REQUIREMENTS: Turn the lines of the records below, from the line containing "the cloud, dropping" through the end of the records, into a Markdown table with two columns: Row, holding a running number, and Line, holding the line itself. Leave out blank lines.

LISTED ENTRIES:
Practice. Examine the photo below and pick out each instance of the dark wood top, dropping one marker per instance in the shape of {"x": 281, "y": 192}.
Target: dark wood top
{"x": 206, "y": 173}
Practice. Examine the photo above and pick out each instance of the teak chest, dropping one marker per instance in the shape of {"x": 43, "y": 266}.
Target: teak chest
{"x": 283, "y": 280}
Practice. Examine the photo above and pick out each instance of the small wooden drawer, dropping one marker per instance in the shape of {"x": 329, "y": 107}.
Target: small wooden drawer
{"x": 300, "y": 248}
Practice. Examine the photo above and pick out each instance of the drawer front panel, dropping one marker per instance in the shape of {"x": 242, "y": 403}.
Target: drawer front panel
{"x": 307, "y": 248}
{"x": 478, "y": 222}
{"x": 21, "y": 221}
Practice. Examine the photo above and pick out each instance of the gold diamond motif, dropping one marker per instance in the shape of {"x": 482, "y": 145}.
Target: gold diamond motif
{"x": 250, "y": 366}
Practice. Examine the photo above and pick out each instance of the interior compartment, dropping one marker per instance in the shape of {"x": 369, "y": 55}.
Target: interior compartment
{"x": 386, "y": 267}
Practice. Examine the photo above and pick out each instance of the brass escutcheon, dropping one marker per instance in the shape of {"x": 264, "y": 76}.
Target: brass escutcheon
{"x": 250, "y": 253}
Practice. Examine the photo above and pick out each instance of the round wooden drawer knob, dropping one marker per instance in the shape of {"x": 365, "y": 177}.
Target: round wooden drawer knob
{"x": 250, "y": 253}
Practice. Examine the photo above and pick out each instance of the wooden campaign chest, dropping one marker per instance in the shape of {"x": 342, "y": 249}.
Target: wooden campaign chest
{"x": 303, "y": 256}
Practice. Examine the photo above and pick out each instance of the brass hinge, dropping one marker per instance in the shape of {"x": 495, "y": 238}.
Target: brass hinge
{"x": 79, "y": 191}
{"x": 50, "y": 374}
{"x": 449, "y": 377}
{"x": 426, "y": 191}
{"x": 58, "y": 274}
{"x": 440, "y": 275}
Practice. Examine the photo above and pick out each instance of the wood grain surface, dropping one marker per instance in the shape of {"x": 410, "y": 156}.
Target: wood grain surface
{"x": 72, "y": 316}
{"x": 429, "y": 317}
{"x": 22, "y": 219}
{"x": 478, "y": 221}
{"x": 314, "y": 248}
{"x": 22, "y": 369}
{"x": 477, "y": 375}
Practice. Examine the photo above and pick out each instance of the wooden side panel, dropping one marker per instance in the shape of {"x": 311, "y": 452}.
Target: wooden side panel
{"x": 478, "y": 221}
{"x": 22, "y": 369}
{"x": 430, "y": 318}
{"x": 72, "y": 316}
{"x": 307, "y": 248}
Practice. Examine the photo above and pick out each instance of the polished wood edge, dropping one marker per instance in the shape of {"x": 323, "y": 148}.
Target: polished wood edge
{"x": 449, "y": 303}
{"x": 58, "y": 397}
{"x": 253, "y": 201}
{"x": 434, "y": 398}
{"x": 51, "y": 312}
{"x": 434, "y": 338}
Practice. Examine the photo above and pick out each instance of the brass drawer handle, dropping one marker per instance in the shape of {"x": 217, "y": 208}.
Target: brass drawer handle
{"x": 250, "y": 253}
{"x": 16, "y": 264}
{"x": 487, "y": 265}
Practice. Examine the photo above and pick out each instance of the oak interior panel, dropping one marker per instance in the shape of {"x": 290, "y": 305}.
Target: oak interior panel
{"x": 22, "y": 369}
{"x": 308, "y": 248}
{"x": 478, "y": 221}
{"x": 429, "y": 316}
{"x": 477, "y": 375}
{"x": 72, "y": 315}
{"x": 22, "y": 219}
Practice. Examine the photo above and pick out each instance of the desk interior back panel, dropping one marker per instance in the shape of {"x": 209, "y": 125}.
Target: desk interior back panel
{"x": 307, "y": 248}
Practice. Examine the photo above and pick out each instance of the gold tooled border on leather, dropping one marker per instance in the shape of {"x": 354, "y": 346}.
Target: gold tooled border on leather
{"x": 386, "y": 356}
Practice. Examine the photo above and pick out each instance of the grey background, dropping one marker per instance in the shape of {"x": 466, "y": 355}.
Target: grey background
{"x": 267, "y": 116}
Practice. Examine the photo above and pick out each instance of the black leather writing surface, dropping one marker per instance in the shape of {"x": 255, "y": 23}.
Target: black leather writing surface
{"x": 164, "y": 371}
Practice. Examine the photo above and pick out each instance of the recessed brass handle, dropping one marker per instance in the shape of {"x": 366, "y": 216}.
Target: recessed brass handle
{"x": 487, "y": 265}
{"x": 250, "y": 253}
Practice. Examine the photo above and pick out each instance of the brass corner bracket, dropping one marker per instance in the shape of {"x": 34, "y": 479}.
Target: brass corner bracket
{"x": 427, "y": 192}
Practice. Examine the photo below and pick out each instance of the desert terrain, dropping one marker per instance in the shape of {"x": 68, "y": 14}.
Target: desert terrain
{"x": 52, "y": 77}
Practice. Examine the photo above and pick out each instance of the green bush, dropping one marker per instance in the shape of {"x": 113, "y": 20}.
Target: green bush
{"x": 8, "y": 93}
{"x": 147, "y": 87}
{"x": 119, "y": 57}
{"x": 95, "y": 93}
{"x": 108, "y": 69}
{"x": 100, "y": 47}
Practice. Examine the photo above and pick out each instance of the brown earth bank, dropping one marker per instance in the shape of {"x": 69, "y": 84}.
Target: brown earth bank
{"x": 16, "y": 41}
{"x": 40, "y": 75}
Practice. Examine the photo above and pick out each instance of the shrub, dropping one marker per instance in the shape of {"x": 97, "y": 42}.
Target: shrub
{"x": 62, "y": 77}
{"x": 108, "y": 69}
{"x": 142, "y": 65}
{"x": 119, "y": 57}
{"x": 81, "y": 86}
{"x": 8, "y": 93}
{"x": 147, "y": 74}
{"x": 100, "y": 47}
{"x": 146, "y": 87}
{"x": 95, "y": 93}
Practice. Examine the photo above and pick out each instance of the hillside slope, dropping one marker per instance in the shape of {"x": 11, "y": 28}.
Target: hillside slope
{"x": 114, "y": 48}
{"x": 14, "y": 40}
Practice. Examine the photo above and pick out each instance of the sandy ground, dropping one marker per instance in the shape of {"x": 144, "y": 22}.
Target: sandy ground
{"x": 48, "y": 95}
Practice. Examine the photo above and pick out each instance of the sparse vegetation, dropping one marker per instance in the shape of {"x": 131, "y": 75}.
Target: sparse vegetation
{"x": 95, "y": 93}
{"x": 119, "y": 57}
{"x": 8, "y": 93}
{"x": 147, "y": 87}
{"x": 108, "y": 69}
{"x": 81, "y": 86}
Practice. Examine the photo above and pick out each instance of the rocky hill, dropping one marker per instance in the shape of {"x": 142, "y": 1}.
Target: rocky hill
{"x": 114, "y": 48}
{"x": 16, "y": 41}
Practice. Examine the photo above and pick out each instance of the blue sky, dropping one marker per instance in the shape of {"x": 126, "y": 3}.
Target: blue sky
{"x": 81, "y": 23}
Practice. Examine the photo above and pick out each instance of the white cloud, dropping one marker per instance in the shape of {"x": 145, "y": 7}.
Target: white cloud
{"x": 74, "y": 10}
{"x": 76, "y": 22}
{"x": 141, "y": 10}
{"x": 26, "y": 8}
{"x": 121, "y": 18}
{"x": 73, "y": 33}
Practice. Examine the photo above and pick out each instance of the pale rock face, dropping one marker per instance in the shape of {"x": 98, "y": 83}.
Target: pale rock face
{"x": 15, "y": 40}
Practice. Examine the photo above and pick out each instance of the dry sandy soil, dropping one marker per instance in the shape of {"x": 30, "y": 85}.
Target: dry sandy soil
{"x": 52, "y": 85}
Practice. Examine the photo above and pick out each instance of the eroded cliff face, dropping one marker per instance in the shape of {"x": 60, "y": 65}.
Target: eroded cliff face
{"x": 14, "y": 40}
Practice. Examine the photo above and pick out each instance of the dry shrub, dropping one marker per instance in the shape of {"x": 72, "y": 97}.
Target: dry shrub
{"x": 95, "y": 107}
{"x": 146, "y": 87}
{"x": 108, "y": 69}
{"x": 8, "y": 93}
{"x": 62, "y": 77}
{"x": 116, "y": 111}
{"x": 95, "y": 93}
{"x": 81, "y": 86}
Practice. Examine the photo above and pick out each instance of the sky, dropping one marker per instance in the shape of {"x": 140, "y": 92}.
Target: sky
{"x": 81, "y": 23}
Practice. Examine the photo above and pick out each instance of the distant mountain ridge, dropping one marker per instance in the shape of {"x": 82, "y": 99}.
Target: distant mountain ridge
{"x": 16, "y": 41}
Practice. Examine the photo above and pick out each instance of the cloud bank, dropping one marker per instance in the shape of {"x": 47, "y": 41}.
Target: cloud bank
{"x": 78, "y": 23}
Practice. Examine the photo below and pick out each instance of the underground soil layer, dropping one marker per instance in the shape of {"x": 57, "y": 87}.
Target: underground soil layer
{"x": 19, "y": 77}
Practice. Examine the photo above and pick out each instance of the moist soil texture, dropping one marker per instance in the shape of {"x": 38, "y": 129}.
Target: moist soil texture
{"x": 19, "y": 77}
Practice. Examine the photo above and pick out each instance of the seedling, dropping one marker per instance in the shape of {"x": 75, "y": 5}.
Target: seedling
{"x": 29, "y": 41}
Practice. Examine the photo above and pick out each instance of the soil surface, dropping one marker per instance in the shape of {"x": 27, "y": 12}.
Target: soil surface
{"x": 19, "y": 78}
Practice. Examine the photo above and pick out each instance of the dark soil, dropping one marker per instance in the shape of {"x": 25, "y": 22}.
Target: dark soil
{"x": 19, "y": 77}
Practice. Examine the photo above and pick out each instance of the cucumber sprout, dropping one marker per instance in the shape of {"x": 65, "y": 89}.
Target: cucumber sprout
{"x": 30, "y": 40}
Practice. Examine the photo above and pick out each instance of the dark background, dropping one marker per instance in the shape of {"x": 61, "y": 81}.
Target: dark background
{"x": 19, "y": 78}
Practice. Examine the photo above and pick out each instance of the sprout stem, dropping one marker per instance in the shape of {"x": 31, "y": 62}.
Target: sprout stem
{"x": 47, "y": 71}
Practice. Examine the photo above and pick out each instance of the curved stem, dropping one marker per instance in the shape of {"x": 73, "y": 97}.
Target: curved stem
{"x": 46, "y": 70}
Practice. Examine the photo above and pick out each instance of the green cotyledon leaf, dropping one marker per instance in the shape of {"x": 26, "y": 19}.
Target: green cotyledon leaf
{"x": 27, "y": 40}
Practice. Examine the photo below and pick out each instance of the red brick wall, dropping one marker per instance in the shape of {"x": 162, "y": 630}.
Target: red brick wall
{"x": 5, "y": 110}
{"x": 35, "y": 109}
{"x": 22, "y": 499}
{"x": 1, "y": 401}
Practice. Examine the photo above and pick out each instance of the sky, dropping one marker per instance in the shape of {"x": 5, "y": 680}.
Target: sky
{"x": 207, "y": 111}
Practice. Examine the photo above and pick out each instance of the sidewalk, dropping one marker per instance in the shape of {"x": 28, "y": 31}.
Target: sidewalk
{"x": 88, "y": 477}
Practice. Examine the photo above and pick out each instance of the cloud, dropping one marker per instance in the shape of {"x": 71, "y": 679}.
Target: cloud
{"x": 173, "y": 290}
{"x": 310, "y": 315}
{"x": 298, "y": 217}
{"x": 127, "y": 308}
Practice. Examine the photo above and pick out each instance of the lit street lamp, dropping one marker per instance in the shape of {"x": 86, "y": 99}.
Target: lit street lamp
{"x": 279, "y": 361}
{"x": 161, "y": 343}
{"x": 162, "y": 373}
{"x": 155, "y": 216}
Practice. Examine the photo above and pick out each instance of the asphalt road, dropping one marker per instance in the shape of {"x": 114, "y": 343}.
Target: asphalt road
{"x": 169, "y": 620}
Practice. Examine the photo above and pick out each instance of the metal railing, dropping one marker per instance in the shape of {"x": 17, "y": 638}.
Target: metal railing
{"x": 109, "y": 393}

SOLUTION BELOW:
| Row | Line |
|---|---|
| 1 | Practice. Examine the photo above and pick out each instance of the cloud, dropping one marker per instance in the shape of {"x": 71, "y": 679}. |
| 2 | Target: cloud |
| 3 | {"x": 173, "y": 290} |
| 4 | {"x": 310, "y": 315} |
| 5 | {"x": 298, "y": 217} |
| 6 | {"x": 127, "y": 308} |
| 7 | Practice. Examine the photo above and pick out each instance of the lit street lamp, dropping one marker per instance in the shape of {"x": 86, "y": 99}. |
| 8 | Target: lit street lamp |
| 9 | {"x": 279, "y": 361} |
| 10 | {"x": 161, "y": 343} |
| 11 | {"x": 162, "y": 373} |
| 12 | {"x": 155, "y": 216} |
| 13 | Practice. Examine the photo above and pick out each instance of the asphalt road, dropping one marker per instance in the shape of {"x": 114, "y": 343}. |
| 14 | Target: asphalt road |
| 15 | {"x": 169, "y": 620} |
| 16 | Practice. Examine the photo above and pick out each instance of the metal railing, dropping one marker per instance in the shape of {"x": 17, "y": 638}. |
| 17 | Target: metal railing |
| 18 | {"x": 109, "y": 393} |